Provided data:

╔══

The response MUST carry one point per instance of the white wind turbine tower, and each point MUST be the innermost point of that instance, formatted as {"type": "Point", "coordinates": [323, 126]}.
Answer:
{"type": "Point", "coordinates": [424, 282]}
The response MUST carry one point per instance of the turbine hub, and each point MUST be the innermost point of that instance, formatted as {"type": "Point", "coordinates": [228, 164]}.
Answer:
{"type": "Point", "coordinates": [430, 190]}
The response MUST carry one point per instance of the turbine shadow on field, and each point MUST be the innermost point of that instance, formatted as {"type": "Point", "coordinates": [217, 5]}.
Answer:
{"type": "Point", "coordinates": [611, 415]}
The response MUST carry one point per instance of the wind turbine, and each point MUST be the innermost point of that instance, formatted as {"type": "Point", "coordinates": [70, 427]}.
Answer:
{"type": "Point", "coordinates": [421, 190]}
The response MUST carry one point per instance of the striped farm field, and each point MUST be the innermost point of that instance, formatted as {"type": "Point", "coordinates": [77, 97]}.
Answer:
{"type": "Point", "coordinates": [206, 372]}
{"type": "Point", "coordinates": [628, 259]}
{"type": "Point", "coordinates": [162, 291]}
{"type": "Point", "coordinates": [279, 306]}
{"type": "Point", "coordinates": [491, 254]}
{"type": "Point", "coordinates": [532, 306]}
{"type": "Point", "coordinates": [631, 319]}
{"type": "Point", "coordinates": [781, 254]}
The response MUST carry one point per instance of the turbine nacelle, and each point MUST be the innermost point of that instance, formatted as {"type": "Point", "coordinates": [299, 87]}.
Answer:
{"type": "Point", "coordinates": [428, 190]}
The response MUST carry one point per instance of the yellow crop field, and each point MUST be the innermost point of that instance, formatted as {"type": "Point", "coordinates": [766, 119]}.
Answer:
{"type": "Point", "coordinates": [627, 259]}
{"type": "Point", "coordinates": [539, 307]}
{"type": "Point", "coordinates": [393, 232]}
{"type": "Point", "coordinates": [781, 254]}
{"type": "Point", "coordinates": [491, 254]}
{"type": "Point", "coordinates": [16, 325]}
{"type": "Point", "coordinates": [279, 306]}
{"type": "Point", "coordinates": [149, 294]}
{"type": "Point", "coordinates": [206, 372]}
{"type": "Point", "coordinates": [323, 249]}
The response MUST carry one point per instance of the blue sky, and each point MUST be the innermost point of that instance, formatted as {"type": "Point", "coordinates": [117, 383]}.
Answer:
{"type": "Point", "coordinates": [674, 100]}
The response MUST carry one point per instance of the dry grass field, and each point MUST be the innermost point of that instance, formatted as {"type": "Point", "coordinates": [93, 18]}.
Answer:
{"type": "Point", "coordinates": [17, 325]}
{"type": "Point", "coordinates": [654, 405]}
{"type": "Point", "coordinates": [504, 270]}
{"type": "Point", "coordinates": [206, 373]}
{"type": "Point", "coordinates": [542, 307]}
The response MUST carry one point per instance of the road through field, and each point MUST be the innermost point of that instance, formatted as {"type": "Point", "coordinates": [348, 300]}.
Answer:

╚══

Aim of the exercise: Lines from the one containing "The response MUST carry one point per instance of the dry" through the end of the data above must be written out exactly, and no other lines are needed.

Task solution:
The response MUST carry one point per instance of the dry grass field, and each point MUST be the innermost point of that instance, formatted as {"type": "Point", "coordinates": [93, 18]}.
Answer:
{"type": "Point", "coordinates": [17, 325]}
{"type": "Point", "coordinates": [654, 405]}
{"type": "Point", "coordinates": [504, 270]}
{"type": "Point", "coordinates": [206, 373]}
{"type": "Point", "coordinates": [542, 307]}
The response MUST carry one point per instance of the road through field, and each point MUST be the innermost point of that instance, formatted as {"type": "Point", "coordinates": [348, 300]}.
Answer:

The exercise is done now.